Work instruction:
Since the data must remain as supplied, reproduce it word for word.
____ Dataset
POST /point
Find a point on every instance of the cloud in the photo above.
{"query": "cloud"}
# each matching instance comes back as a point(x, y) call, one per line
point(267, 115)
________
Answer to the problem:
POST /point
Find a point on every instance of the cloud in the photo above.
{"query": "cloud"}
# each matching instance comes back as a point(x, y) call, one per line
point(267, 115)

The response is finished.